**Supplied text**

Anecdote: lunch with Chihuahua Police: After a week's travel on dirt roads & dry ranchlands, I drove into Chihuahua, Mexico, hoping to find a safe place to camp for the night, when I noticed two motorcycle police officers standing next to a food wagon having lunch. So I pulled in, ordered a couple of tacos, and started chatting with them in my broken Spanish.
I told them my campsite dilemma & when we were done eating the captain said, "I caught some bandits that robbed a local motel, and he owes me a favor. I bet he would be glad to let you sleep in his parking lot." So off we went, sirens wailing as they pulled boldly into a packed intersection, stopping traffic so I could follow them through. The motel owner graciously gave me a parking spot in front of his office so he could watch over me.
That evening at my invitation, I & the officers went to dinner, but not until Capitan (?) had switched small plastic tubing from a near-empty 1 gallon milk jug of gas in the trunk to a fresh gallon of gas. Police don't make much money in Mexico. It was a wonderful and reassuring experience that diluted my fears even more.
A few years later, my Latino tenant and I tracked Luis down through the Chihuahua Police Department after I had read that he had been shot & nearly killed by bandits. We had a nice chat interpreted thru my tenant, but I have to try again because his WhatsApp Messenger phone number no longer works.
Guatemala: Based in the Spanish tourist-magnet town of Antigua, I took a multi-day guided tour into the back country of falls, rivers, coffee & banana plantations, before driving northeast through thick, endless jungle to famous Tikal National Park's Mayan ruins.

**Required action 1**
Repeat the travel account word for word, starting with "That evening at" and going on through "fears even more.".
**Required action 2**
Pick up the travel account after its final sentence and keep writing it.
The records come from a different source than the travel account.

**Exercise data**
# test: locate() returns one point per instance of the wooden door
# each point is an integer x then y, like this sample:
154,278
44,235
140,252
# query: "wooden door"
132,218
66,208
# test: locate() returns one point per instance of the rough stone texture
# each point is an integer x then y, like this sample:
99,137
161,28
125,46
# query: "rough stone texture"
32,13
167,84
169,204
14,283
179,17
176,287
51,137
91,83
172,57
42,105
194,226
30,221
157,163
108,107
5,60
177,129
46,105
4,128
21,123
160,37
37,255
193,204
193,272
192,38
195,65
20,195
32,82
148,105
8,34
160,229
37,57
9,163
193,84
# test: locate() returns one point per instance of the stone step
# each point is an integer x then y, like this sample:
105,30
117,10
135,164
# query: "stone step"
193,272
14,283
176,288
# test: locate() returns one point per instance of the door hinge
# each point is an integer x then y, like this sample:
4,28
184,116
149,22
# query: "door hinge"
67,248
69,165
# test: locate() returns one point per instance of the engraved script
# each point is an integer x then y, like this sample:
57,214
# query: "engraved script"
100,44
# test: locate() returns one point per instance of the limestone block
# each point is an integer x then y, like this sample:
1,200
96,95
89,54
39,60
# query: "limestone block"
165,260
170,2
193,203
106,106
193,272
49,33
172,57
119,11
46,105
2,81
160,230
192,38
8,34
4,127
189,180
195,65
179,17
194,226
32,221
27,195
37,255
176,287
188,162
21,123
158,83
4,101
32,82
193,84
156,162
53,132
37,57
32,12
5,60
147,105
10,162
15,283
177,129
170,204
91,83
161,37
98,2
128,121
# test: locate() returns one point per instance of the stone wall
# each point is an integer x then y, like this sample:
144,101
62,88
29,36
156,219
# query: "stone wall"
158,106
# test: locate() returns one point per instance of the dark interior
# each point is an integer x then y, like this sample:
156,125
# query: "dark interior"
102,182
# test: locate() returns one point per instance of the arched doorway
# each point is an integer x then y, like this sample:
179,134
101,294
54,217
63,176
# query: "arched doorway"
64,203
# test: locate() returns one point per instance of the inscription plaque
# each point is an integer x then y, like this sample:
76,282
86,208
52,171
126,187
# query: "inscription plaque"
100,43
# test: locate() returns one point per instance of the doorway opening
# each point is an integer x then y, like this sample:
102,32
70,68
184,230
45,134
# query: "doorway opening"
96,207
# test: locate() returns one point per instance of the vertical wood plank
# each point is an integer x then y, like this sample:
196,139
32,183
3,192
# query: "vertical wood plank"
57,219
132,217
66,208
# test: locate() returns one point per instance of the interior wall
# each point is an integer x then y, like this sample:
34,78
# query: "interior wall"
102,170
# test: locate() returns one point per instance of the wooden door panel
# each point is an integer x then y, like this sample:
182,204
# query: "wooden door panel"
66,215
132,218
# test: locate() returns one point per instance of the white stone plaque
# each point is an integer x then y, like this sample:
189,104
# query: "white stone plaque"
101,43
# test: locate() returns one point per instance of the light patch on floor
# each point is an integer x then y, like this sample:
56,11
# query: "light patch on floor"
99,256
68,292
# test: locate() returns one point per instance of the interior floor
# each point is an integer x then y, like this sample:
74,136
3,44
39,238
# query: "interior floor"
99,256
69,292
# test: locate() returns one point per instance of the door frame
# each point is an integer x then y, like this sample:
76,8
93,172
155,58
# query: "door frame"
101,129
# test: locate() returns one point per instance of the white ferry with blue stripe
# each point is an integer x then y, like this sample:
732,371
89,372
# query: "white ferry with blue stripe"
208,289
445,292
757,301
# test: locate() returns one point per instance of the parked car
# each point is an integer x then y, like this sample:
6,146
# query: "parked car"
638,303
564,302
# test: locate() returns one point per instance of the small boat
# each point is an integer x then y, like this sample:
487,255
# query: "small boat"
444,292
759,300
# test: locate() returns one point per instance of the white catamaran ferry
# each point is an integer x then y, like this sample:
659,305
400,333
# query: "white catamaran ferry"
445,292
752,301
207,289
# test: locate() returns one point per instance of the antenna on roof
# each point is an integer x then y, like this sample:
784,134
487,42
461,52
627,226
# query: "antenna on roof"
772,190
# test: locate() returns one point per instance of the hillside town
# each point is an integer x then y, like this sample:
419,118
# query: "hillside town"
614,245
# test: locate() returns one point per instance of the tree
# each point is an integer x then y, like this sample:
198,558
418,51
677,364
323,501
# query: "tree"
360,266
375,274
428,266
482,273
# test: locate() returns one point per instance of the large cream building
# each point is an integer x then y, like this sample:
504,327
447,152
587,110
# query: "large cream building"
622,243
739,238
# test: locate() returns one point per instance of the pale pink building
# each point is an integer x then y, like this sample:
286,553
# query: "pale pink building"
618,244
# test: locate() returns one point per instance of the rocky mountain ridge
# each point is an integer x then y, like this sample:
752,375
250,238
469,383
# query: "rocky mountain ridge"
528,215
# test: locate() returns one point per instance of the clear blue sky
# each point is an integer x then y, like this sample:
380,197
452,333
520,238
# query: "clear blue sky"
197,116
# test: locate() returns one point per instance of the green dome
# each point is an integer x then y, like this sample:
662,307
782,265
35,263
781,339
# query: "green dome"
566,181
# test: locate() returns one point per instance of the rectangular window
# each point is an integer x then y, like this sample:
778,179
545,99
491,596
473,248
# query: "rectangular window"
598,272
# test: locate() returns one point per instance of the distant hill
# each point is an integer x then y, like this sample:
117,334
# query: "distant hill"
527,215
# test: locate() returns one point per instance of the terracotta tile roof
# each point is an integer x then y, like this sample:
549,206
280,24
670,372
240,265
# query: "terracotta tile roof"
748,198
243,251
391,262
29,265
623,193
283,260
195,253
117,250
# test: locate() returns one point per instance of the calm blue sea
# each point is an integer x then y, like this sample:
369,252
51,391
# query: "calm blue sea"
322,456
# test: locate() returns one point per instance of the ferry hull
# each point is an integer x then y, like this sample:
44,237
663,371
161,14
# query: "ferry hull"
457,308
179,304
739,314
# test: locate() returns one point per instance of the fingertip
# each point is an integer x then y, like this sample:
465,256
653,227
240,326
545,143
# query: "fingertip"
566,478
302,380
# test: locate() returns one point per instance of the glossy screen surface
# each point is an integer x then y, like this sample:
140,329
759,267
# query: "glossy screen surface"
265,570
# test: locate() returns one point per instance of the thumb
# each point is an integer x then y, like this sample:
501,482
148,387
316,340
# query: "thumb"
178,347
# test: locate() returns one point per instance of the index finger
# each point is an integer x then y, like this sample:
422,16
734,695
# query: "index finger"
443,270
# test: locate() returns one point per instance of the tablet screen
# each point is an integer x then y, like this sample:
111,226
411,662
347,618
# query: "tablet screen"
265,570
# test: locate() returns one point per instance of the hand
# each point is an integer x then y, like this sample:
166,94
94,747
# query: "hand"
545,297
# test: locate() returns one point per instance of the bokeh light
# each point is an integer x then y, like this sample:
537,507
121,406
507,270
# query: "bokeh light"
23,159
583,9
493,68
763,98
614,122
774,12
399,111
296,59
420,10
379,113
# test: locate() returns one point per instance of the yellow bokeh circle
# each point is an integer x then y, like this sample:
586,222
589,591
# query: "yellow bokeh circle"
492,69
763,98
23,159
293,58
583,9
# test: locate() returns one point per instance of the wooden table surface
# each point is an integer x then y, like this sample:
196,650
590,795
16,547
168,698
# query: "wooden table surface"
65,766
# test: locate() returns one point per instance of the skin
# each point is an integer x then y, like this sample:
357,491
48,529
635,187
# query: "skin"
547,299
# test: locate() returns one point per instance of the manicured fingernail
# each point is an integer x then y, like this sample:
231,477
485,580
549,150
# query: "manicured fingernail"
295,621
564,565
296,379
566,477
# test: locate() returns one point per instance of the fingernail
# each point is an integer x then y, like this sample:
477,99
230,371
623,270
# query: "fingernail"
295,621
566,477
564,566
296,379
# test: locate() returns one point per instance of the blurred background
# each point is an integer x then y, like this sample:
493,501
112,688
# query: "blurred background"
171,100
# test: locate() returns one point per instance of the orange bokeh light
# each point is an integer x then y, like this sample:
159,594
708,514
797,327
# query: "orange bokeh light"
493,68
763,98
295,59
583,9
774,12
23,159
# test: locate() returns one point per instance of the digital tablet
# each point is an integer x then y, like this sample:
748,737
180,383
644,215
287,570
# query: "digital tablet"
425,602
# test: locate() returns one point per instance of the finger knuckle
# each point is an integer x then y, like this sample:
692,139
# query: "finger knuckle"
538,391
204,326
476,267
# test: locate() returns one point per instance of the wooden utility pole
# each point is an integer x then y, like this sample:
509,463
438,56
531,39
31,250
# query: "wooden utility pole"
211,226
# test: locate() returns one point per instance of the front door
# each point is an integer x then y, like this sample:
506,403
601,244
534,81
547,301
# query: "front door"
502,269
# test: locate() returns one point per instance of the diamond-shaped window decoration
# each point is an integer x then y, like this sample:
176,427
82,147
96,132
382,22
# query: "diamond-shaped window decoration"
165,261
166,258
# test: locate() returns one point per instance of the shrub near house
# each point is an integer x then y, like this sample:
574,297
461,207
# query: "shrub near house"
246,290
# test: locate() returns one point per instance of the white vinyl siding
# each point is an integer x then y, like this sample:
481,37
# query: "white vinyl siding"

**Response area 1**
That evening at my invitation, I & the officers went to dinner, but not until Capitan (?) had switched small plastic tubing from a near-empty 1 gallon milk jug of gas in the trunk to a fresh gallon of gas. Police don't make much money in Mexico. It was a wonderful and reassuring experience that diluted my fears even more.

**Response area 2**
Belize: In dominantly black Belize, I confronted & disarmed some prejudices, learned more Spanish, learned local politics & river dynamics from a young man speaking good English ... before I paddled his nearby croc-infested river, and of course, visited some Mayan ruins
Wow! What a continuous adventure. What I had been missing. ........On my return to my Jackson Hole log home, I realized it was merely a large building sucking my money & energyies dry. Within a few months I had sold my large ego-driven log home, most of my accumulated 'junk', bought a condo and soon after retired from teaching to discover the rest of the world enticments. I would begin ‘real’ foreign travel in earnest.
Quote: “A year from now, you will wish you had started today.” - Karen Lamb
D. New Zealand: 2nd year’s ‘free’ 2nd semester:
Inspired by my Mexico & Central American trips, I decided I should really travel off the American continents. (Duh!!!). Yet, it still seemed so daunting.
I think I chose New Zealand probably because 1) it seemed exotic, 2) I was enthralled with the man from Snowy River poem and movie in the same way I was obsessed with Robert Service's, Klondyke Gold Rush poetry, and 3) Kiwi’s speak English, which should not have been a main consideration having just navigate 3 Spanish speaking cultures for 3 months. [plk: Writings]
Initially, I booked 4 weeks with Flying Kiwi Hop On/Hop Off Bus tours which is fleet of buses traveling a defined loop around New Zealand allowing me to jump on and off at major hikiing trailheads or towns and then jump on next bus when I was ready to move along A wonderful convenient, reassuring way to see New Zealand: camping out each night, group prepared meals & traveler’s camaraderie. (Still in business: (https://www.flyingkiwi.com/) )
But within a week or so I longed for my flexible freedom.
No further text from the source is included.